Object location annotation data
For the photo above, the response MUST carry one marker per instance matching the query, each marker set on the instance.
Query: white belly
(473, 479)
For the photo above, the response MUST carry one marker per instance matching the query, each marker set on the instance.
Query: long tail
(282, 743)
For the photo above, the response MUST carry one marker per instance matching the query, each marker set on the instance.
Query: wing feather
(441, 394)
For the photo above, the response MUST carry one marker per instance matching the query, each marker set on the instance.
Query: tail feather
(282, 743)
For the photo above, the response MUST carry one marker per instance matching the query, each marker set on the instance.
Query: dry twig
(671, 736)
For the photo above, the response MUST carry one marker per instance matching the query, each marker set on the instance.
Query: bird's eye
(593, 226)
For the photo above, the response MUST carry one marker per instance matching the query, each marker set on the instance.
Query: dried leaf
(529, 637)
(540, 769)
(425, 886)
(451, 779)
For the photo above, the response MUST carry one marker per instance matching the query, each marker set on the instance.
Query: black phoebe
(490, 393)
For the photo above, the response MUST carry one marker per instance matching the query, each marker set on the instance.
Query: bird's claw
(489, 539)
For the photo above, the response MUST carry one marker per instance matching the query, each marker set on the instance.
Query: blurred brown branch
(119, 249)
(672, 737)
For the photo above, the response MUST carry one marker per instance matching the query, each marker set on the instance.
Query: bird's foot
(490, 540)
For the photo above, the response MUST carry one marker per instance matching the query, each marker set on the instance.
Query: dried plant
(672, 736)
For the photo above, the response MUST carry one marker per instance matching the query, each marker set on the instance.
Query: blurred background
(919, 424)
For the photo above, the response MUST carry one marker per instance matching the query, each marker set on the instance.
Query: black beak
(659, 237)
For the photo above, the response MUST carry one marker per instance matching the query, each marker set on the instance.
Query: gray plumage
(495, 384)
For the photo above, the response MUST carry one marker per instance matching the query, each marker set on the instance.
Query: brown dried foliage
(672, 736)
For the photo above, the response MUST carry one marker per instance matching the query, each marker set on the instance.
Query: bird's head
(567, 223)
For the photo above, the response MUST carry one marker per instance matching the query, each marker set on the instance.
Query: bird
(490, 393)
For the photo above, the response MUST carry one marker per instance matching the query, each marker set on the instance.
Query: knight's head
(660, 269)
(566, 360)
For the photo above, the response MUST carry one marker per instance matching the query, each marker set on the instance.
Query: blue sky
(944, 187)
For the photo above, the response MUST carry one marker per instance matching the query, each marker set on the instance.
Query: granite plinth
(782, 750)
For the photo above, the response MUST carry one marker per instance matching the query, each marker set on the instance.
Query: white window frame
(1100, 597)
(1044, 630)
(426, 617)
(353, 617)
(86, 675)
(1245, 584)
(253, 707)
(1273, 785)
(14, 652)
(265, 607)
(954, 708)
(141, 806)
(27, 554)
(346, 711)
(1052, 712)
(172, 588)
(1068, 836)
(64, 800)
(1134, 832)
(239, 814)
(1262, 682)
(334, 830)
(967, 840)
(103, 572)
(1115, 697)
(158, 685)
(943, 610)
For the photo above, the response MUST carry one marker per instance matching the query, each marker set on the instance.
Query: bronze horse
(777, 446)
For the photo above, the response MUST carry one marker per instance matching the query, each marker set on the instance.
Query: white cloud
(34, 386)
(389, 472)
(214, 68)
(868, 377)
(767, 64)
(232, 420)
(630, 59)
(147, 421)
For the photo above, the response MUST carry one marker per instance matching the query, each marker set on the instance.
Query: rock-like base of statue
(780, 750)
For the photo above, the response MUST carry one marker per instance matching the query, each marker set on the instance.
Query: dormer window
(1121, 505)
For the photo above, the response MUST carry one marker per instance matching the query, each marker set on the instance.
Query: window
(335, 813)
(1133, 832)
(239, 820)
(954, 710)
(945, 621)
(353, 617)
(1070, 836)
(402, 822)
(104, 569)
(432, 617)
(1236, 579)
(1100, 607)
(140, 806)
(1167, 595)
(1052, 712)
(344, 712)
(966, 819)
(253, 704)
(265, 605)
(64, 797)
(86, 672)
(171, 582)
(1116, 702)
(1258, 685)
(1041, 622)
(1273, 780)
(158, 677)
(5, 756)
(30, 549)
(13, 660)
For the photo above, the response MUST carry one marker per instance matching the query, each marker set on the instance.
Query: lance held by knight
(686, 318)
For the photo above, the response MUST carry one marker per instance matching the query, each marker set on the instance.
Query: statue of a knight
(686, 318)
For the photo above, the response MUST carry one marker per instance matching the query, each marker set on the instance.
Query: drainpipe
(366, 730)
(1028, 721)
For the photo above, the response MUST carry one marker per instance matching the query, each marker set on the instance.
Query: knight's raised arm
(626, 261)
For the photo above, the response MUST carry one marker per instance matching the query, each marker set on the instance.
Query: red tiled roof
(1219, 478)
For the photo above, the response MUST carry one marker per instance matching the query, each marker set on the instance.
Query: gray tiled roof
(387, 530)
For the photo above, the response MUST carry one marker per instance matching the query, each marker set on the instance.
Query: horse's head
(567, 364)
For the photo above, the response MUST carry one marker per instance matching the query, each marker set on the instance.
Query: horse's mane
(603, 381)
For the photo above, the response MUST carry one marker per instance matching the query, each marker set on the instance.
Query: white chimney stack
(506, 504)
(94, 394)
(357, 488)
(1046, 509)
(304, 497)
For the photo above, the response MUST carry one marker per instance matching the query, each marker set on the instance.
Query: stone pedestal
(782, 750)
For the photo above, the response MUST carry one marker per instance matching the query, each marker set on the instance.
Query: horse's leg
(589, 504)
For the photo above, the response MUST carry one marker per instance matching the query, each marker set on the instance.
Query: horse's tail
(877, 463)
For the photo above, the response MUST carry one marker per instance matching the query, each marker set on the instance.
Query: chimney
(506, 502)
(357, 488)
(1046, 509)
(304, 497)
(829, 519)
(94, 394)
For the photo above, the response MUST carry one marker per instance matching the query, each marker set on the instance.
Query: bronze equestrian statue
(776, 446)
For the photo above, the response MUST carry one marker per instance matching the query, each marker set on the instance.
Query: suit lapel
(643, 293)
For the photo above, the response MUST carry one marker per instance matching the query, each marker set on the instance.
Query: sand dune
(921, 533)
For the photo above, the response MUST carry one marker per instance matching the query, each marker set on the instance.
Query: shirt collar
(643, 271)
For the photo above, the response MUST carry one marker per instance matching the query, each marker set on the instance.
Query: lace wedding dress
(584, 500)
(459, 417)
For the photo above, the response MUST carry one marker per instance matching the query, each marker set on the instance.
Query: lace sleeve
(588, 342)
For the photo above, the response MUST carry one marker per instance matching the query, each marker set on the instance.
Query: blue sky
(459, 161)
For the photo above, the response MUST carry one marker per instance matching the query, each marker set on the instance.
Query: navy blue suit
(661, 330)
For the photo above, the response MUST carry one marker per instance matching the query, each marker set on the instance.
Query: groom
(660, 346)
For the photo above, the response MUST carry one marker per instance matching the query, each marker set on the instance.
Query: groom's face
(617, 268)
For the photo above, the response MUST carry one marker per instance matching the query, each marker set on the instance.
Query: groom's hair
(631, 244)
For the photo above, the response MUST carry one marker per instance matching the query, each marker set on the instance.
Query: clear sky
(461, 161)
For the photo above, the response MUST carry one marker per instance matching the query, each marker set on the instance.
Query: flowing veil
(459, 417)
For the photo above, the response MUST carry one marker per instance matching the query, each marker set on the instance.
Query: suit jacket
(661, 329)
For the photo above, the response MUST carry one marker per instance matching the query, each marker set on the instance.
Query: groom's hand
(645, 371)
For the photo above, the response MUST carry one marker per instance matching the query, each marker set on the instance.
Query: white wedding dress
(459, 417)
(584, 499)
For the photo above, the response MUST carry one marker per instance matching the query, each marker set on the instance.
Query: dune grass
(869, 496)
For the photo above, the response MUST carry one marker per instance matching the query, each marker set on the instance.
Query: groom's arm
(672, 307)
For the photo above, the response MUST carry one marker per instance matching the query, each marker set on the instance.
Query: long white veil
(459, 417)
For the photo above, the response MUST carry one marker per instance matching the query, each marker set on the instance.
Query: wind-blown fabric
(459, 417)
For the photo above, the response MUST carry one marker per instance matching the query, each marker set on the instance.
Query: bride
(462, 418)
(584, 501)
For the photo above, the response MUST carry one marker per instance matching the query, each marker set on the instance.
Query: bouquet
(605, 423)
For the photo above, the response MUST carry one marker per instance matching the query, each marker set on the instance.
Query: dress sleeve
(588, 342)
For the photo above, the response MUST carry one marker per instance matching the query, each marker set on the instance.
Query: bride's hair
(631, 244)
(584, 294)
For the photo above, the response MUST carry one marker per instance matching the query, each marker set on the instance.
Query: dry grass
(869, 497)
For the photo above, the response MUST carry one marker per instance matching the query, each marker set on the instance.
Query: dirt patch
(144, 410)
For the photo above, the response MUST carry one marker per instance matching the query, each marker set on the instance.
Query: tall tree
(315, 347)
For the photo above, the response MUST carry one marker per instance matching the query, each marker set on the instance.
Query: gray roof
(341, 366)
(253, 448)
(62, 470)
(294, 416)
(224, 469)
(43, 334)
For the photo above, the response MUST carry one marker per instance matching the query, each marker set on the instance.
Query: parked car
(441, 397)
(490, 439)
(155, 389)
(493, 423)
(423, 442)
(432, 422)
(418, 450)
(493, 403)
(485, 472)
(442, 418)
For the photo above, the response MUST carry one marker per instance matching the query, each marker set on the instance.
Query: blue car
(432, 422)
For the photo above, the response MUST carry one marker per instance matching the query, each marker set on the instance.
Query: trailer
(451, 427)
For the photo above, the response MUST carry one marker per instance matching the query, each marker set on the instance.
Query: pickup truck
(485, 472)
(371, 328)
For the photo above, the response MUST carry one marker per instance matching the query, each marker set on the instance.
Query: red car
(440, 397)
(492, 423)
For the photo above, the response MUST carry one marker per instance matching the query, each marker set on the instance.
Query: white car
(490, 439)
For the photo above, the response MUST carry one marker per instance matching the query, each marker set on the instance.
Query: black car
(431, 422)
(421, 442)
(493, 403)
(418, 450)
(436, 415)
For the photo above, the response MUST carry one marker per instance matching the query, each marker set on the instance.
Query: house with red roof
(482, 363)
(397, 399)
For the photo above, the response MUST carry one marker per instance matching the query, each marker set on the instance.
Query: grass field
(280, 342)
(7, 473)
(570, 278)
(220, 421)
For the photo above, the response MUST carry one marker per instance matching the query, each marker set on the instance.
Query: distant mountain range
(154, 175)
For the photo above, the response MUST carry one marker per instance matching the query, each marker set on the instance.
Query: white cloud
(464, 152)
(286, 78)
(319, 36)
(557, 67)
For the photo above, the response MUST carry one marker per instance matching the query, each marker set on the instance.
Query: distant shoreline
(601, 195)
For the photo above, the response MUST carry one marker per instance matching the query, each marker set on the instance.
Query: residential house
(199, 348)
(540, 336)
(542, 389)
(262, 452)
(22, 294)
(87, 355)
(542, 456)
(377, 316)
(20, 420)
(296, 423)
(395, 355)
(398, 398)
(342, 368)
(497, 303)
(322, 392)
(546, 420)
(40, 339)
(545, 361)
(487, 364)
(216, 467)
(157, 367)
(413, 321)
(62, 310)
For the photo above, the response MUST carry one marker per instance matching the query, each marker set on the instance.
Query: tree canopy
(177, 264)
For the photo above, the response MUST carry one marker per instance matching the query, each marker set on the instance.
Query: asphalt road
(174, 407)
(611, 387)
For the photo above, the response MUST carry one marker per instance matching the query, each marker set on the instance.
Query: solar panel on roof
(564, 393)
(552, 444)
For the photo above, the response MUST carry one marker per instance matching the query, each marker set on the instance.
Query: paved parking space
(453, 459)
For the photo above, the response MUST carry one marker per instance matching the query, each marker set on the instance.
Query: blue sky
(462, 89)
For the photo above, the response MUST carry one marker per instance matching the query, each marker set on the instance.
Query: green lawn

■ **REQUIRED WORK**:
How many lines of the data above contain the string "knight"? Case counts. Reply with the number alone.

■ **THE REPLY**:
4